[START]

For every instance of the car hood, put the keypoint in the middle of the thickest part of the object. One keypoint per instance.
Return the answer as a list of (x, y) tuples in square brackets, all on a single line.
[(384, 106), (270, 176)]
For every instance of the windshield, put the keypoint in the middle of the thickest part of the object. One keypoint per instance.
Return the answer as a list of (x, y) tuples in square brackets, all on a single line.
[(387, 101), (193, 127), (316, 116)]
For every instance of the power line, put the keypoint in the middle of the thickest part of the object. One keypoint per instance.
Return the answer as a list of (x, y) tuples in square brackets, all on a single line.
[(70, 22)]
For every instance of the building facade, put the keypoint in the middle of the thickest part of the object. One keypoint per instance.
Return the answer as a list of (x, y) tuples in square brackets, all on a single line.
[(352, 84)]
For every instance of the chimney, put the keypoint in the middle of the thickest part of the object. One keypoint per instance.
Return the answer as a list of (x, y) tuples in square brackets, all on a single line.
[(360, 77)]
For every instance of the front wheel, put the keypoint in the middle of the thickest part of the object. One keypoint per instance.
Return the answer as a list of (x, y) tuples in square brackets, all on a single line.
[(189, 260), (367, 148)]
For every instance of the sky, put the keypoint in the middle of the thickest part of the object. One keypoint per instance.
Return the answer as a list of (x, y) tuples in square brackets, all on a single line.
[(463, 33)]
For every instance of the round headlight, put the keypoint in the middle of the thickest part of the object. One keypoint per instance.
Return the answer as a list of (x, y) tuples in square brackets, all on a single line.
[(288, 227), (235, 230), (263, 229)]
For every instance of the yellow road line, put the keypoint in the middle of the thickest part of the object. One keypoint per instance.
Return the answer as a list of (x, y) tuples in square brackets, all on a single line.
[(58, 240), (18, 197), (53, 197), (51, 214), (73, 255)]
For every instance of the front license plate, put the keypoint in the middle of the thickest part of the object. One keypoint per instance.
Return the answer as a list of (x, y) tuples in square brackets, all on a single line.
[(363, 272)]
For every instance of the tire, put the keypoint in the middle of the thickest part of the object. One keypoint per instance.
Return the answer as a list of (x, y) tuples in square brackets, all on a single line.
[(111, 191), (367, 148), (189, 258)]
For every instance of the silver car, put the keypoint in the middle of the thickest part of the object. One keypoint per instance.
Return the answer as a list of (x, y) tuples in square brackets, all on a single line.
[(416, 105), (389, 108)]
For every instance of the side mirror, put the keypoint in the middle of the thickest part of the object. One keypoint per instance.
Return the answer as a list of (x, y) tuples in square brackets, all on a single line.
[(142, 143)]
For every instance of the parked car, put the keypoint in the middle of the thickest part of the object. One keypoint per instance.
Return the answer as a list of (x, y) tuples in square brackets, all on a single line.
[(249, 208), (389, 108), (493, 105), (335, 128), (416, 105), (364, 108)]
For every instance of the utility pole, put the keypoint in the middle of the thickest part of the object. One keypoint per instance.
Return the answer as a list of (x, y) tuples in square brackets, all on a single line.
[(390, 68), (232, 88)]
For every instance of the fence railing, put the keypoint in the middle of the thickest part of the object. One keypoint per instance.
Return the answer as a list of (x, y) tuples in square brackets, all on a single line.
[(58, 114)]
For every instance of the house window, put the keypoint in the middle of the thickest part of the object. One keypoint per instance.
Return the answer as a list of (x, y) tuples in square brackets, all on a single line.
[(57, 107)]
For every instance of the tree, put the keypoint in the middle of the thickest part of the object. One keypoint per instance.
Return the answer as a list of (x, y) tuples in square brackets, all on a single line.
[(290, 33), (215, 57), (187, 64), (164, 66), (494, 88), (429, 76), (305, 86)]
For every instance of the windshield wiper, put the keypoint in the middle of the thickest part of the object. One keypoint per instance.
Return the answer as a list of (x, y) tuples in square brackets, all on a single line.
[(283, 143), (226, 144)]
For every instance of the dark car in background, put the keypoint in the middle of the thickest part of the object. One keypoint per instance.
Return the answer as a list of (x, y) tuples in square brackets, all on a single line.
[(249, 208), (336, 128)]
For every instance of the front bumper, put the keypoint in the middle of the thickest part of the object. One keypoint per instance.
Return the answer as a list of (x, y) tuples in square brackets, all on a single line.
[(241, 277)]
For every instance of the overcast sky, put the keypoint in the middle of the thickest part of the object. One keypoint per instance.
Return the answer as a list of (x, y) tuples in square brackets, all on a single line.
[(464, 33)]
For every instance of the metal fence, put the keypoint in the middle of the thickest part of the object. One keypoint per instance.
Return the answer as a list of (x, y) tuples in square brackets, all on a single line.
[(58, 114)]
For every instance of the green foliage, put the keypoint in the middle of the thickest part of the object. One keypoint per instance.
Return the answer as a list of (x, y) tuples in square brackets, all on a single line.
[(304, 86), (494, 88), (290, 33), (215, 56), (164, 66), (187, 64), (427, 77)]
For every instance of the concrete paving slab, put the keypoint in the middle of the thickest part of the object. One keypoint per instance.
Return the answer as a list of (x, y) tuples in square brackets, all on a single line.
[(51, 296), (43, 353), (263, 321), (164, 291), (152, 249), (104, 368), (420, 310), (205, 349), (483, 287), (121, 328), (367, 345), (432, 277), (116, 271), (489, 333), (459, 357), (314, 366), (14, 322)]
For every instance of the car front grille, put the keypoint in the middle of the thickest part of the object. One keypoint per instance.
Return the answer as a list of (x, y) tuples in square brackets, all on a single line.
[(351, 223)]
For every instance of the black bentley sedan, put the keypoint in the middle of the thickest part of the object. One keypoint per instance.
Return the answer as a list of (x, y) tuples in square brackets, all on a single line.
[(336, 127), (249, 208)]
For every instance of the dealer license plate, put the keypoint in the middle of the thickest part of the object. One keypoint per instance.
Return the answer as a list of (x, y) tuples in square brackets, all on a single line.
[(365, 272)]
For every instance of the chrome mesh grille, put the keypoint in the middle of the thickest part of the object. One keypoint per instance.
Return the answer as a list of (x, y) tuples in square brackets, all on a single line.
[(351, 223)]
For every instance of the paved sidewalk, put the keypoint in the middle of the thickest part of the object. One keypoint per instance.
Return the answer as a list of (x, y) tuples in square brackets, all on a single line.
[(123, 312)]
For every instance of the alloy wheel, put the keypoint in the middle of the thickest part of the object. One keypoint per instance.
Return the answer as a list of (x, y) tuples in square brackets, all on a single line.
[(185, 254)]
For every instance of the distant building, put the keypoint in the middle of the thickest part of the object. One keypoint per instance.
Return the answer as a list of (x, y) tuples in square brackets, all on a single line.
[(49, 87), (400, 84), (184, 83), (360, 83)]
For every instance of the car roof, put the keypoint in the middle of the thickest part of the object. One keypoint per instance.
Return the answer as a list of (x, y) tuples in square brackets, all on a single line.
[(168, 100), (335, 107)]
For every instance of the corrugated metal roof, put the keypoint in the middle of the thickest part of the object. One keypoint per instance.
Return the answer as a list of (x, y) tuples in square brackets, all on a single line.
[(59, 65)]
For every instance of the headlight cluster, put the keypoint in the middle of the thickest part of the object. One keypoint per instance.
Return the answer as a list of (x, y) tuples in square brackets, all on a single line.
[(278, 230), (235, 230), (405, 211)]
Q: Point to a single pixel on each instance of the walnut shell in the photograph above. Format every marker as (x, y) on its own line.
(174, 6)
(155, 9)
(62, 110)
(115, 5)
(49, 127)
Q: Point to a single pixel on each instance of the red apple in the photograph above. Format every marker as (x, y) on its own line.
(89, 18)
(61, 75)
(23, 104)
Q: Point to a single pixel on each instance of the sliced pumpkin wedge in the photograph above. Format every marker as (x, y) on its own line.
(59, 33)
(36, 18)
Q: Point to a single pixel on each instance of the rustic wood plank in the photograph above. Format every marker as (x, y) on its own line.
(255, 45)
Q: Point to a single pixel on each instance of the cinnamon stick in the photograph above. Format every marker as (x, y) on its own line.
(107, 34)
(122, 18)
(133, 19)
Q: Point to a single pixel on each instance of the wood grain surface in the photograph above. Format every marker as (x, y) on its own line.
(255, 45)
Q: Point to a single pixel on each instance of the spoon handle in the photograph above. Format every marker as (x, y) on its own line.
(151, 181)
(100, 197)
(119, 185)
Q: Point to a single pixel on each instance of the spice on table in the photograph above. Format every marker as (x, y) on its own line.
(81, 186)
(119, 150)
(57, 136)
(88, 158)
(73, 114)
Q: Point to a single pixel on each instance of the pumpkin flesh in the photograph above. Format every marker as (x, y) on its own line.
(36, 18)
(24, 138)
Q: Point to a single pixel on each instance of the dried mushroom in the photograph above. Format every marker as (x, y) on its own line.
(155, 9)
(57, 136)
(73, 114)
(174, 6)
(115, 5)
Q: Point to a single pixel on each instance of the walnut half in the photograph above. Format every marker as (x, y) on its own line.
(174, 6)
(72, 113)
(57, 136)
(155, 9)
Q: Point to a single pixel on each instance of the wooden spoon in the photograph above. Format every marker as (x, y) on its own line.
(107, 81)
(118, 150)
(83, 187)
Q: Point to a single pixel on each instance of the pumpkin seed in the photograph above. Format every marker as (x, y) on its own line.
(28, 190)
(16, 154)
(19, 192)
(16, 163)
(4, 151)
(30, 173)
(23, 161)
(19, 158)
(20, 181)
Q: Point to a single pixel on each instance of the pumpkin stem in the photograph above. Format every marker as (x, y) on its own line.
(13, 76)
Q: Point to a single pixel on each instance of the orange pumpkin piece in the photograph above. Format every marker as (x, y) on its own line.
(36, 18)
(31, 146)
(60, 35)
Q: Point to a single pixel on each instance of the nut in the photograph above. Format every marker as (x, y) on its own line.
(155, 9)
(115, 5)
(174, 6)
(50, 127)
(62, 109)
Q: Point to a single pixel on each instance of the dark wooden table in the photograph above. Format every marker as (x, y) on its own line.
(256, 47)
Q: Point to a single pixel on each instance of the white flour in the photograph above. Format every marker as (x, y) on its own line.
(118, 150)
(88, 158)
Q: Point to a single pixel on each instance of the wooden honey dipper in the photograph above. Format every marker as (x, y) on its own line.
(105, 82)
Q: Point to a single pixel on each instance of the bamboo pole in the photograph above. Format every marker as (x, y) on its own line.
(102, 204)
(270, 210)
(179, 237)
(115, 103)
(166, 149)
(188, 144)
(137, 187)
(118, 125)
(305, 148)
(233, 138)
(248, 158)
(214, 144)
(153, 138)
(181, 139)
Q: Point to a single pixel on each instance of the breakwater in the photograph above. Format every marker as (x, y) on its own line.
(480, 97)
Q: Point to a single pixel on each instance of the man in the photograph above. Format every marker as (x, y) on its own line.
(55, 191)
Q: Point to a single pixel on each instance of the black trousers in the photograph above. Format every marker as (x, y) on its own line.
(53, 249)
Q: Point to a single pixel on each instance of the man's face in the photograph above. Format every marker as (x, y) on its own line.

[END]

**Written exercise:** Copy the lines from the line with "For every instance of the front license" to the line with "[(363, 272)]", swapping "thickest" for "widest" and leaving everything else unchanged.

**Solution:**
For every instance of the front license plate, put the keypoint in the middle of the widest part of the object. One keypoint per instance.
Return the answer as a list of (x, y) tuples in square brackets, all on a single line.
[(363, 272)]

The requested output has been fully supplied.